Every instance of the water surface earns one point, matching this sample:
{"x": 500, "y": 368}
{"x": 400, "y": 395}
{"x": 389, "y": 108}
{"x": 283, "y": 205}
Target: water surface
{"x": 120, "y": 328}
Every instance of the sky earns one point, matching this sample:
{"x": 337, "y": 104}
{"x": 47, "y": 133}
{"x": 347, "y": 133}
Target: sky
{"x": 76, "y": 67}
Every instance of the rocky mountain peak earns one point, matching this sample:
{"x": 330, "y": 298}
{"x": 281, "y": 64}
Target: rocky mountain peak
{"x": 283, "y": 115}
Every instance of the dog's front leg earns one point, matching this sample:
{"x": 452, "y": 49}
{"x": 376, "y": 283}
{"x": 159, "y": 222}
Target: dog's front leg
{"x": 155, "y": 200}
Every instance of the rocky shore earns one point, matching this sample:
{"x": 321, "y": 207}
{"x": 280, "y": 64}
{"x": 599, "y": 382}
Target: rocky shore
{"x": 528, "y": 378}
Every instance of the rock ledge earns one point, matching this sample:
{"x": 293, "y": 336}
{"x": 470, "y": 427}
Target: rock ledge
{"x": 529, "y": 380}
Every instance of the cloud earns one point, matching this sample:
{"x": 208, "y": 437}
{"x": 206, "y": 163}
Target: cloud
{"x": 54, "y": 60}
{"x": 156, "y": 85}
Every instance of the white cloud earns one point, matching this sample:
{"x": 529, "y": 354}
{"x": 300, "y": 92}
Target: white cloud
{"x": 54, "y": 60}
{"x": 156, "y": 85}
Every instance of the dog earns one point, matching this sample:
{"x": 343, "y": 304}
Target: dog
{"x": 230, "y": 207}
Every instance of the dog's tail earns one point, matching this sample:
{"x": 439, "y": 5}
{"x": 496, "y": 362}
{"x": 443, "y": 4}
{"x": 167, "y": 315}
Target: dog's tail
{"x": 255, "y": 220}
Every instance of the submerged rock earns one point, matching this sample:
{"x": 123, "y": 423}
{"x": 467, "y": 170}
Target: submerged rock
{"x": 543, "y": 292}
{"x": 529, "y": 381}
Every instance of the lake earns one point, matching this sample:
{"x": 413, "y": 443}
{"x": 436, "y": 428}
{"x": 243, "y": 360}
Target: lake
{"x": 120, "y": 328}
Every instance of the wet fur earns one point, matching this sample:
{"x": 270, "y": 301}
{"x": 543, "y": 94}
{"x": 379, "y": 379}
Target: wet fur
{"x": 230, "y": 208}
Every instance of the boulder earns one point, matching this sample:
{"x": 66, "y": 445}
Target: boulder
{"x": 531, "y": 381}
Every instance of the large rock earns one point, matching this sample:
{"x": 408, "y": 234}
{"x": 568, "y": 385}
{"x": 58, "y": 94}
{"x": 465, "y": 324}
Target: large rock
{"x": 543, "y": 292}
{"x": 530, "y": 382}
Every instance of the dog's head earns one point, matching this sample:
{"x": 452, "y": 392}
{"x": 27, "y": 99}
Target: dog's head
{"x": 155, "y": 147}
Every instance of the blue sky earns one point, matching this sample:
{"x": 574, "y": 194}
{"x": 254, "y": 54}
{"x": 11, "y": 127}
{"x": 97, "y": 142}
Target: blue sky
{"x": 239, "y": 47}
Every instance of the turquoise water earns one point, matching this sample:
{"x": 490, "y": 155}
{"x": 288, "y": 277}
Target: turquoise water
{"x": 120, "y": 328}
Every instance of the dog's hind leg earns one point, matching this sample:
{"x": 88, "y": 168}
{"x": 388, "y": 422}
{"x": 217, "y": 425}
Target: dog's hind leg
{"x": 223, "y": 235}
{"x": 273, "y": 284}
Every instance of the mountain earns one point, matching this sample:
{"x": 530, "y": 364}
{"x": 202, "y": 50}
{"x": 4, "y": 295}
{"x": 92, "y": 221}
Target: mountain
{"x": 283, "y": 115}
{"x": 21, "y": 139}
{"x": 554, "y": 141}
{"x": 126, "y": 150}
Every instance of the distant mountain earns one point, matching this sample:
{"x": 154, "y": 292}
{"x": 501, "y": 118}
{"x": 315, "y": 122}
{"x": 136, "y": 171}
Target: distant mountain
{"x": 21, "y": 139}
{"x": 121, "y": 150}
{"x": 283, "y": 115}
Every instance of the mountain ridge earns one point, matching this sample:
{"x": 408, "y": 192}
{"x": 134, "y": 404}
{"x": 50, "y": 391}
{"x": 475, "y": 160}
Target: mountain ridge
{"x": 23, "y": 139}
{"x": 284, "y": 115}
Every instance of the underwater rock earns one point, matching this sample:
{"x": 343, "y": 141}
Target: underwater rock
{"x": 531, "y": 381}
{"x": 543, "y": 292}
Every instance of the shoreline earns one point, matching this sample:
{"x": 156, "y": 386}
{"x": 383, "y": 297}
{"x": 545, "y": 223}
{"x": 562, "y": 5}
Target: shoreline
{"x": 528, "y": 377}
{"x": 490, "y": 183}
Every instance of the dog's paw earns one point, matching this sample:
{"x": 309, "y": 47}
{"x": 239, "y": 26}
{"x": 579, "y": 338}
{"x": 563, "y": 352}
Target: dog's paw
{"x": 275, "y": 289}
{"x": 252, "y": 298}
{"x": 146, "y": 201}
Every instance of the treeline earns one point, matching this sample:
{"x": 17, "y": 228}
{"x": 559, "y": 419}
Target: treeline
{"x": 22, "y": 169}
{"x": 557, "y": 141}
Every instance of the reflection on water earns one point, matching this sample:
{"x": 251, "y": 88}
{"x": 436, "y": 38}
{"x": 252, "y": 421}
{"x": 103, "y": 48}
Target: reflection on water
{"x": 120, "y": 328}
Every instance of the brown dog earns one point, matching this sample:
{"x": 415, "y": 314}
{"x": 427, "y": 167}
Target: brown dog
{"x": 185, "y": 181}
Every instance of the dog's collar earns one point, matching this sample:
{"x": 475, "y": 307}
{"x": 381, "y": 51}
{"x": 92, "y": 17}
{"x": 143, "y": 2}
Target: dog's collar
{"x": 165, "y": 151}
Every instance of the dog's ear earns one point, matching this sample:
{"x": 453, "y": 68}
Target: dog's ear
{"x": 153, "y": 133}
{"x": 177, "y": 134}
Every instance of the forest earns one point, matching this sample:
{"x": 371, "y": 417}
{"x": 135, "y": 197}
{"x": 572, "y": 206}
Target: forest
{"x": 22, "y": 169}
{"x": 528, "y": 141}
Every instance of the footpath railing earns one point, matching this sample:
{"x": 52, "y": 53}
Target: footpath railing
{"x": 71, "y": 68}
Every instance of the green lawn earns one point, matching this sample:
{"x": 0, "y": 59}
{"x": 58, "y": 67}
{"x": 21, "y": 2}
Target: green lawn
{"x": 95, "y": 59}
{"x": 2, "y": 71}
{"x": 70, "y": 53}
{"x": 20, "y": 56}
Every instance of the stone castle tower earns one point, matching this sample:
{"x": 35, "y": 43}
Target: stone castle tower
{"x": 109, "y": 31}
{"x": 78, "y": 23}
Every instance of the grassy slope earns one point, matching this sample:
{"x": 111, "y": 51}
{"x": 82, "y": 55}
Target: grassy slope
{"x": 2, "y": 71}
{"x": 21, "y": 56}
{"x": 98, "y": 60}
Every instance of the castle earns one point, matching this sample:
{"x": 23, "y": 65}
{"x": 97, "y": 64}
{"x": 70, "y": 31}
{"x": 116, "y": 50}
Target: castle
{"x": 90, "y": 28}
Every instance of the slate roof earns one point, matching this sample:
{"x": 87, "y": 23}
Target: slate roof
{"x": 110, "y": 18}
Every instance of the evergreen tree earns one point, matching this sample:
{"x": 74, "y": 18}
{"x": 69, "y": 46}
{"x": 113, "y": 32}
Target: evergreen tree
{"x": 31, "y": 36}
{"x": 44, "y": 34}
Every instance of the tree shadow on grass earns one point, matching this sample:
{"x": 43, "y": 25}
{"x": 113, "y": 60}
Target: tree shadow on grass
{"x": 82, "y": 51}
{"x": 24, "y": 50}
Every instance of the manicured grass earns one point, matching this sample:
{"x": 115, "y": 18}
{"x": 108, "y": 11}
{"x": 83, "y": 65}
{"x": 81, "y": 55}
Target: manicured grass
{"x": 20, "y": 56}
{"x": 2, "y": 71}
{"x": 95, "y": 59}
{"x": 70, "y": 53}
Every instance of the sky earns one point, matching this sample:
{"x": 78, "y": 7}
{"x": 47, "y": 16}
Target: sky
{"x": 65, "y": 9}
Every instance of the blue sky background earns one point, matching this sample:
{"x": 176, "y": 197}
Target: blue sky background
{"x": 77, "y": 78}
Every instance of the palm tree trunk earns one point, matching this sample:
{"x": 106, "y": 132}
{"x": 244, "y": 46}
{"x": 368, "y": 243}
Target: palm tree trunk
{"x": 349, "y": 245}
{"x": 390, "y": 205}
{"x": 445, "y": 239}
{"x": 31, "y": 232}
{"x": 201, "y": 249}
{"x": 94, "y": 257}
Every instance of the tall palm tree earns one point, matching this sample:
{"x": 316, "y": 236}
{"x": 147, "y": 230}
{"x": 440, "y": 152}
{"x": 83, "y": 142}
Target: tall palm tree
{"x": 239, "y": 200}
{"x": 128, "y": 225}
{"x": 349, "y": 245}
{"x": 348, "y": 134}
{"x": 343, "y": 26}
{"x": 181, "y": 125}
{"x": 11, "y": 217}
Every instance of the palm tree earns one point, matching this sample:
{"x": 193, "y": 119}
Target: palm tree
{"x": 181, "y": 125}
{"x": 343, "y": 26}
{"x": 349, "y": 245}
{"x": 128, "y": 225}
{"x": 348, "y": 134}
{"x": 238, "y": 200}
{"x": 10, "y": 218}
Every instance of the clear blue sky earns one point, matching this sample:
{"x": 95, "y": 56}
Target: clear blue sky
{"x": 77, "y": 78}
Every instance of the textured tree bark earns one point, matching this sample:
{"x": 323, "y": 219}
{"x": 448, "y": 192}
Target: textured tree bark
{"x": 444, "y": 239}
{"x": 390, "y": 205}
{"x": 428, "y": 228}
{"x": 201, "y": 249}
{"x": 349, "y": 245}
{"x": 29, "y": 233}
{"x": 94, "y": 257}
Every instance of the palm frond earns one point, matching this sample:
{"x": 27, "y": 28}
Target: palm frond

▶ **TASK DESCRIPTION**
Word for word, quote the lines from the line containing "Every instance of the clear" through the end of the material, both included, and nothing else.

▶ **REPLY TO THE EXERCISE**
Every instance of the clear blue sky earns one point, matching this sample:
{"x": 95, "y": 56}
Target: clear blue sky
{"x": 77, "y": 78}
Every instance of the textured tree bark earns one point, matching this sample:
{"x": 323, "y": 219}
{"x": 448, "y": 192}
Target: textured tree bark
{"x": 444, "y": 239}
{"x": 390, "y": 205}
{"x": 428, "y": 228}
{"x": 201, "y": 249}
{"x": 349, "y": 245}
{"x": 29, "y": 233}
{"x": 94, "y": 257}
Every instance of the palm frond earns one point, matching this sample:
{"x": 27, "y": 28}
Target: palm frond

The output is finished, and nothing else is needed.